→ Problem requirements
Extract each line of the data below that contains the word "window". Case counts.

→ Given entries

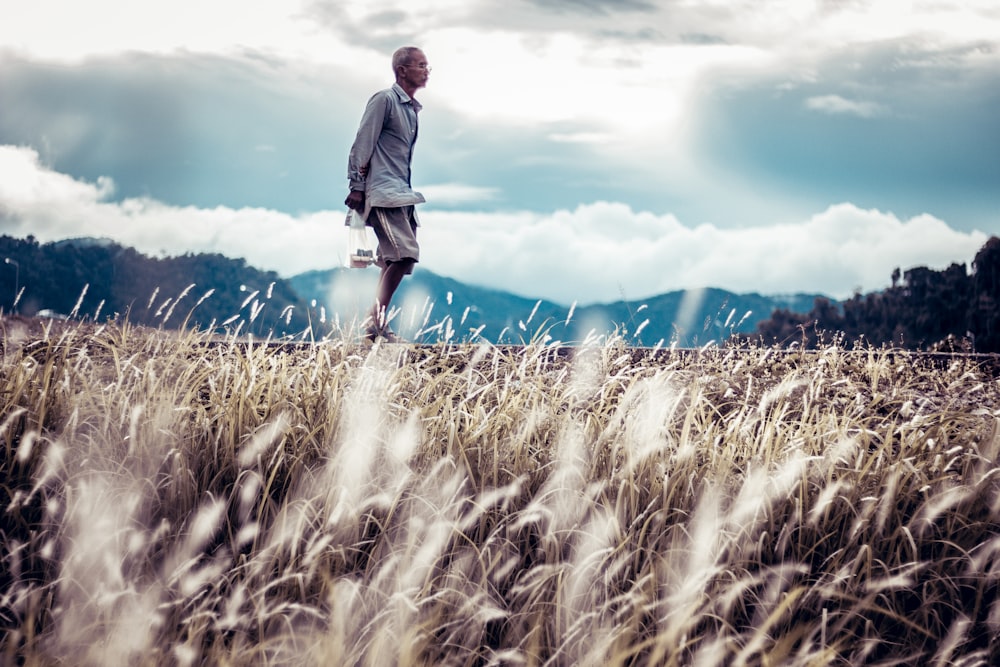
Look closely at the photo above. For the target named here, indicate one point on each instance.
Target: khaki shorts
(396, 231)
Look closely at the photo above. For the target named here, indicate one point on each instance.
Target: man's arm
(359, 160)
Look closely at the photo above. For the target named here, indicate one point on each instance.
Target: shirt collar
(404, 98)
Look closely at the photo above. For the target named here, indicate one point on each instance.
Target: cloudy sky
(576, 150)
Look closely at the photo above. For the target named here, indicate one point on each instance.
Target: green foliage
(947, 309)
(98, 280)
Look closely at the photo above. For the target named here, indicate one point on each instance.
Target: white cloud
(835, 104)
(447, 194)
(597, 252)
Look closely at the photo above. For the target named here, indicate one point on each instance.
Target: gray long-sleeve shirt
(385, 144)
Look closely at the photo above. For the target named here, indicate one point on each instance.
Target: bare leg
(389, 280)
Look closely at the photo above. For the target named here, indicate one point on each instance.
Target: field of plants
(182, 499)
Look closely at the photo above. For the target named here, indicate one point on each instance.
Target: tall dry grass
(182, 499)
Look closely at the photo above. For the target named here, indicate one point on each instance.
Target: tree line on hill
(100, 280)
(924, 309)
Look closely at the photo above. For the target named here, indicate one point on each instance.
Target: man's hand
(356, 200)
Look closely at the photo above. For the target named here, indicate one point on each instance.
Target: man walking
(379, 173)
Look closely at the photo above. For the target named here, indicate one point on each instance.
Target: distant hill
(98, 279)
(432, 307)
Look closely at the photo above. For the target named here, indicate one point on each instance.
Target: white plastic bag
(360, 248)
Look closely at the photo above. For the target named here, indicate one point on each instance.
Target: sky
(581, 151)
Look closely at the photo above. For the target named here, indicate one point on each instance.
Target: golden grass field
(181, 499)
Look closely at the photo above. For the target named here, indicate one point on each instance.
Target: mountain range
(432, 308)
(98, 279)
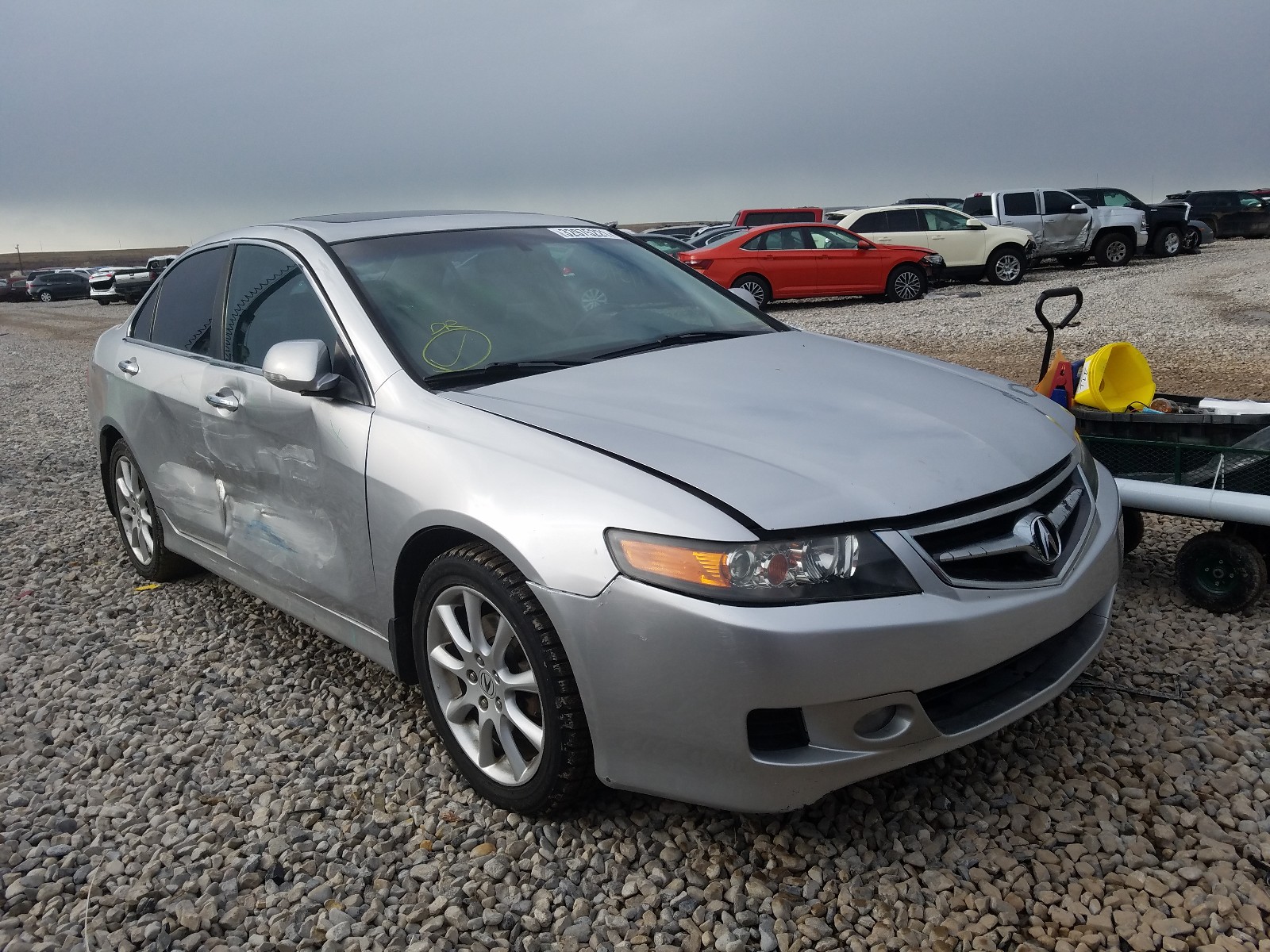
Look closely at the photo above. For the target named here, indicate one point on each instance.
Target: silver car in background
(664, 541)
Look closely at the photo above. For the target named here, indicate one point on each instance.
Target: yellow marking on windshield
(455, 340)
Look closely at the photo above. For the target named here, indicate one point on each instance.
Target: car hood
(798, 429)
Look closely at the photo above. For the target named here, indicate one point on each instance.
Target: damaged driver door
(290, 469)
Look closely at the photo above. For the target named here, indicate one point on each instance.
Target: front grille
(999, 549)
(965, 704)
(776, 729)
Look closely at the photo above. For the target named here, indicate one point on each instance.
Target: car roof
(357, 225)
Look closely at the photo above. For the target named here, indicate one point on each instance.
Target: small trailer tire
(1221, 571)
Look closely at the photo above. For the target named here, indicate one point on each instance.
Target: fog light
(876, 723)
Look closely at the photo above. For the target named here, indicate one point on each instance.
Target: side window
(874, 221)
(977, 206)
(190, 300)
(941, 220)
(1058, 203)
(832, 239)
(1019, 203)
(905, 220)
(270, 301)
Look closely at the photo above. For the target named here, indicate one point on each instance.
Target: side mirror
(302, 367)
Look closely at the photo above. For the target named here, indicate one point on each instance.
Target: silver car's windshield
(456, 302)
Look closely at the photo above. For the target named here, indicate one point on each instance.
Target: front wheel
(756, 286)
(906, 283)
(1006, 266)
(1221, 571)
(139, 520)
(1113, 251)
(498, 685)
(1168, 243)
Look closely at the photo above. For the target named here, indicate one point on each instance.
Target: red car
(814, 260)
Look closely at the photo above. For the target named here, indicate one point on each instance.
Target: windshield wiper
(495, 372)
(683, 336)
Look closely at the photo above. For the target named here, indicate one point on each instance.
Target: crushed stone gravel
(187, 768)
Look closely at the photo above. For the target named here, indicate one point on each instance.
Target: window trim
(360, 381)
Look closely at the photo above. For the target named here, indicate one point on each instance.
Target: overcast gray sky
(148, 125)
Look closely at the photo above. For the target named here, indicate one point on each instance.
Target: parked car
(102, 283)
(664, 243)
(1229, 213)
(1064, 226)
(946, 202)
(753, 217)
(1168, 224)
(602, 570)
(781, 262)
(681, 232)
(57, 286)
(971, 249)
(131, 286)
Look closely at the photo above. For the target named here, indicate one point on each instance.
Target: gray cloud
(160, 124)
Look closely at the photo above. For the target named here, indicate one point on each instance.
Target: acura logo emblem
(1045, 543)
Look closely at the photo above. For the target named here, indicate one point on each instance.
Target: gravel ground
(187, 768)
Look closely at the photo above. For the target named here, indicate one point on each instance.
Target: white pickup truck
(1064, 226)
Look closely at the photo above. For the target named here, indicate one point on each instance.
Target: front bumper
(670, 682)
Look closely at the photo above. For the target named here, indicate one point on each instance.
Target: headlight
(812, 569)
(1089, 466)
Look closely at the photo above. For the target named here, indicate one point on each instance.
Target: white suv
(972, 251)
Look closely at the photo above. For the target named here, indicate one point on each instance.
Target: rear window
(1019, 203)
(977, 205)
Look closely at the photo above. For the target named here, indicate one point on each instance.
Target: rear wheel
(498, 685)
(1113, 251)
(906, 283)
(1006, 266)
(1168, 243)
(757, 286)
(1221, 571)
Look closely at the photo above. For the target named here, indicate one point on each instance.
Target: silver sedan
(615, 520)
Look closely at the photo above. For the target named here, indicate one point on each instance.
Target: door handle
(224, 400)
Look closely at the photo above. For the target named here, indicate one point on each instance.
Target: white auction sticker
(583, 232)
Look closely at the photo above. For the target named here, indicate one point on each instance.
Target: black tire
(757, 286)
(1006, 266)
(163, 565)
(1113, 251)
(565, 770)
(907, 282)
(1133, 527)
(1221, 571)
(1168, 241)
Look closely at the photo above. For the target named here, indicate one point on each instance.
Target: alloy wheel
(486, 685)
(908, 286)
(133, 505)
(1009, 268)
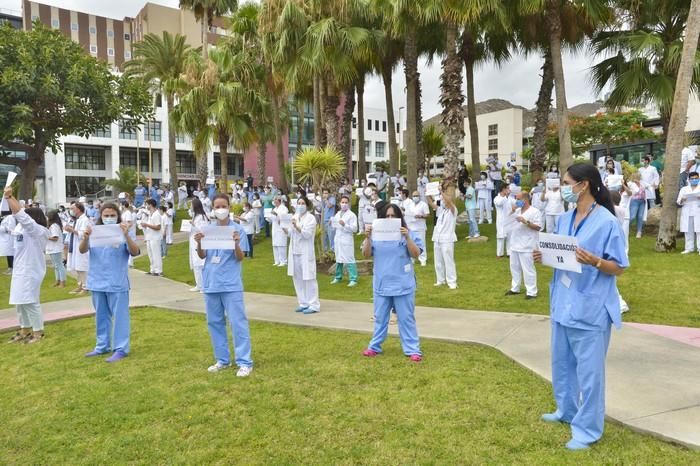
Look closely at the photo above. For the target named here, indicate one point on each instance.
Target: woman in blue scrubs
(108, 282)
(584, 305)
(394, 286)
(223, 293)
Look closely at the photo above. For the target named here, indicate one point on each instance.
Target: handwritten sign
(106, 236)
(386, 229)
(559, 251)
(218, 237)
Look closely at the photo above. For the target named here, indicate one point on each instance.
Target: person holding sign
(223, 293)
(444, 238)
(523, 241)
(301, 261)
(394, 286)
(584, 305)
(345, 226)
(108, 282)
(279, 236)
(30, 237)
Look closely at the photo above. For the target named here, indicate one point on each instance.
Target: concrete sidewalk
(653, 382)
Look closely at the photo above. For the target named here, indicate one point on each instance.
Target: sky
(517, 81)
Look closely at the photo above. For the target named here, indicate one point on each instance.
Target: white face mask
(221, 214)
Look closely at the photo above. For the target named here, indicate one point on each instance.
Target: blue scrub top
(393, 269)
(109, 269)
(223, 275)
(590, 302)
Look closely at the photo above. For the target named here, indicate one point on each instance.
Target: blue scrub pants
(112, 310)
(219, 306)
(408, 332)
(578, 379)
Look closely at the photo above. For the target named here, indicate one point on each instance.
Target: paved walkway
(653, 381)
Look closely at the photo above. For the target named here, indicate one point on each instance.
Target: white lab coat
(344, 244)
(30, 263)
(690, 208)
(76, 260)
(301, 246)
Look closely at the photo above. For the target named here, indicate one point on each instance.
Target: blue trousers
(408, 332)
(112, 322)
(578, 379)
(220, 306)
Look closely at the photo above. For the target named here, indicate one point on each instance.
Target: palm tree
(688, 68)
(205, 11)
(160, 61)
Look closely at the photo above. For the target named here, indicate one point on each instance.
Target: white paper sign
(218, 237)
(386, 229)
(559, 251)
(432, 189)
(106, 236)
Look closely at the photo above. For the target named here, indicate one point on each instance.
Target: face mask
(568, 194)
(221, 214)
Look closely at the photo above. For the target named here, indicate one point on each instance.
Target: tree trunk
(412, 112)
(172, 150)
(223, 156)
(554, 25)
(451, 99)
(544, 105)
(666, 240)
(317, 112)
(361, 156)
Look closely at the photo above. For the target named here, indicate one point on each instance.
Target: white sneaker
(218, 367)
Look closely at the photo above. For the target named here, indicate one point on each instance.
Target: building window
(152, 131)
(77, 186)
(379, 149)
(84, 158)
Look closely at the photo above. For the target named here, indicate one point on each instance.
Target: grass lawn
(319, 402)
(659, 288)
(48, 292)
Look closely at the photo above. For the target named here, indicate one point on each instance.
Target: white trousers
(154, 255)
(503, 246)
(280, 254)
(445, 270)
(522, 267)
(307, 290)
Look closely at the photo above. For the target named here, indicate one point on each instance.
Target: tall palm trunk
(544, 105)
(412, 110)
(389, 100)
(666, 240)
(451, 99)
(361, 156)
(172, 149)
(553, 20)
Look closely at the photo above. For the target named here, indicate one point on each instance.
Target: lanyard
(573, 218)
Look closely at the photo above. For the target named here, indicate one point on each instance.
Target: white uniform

→ Response to this exercise
Target: side window
Target: window trim
Target: rear window
Target: building window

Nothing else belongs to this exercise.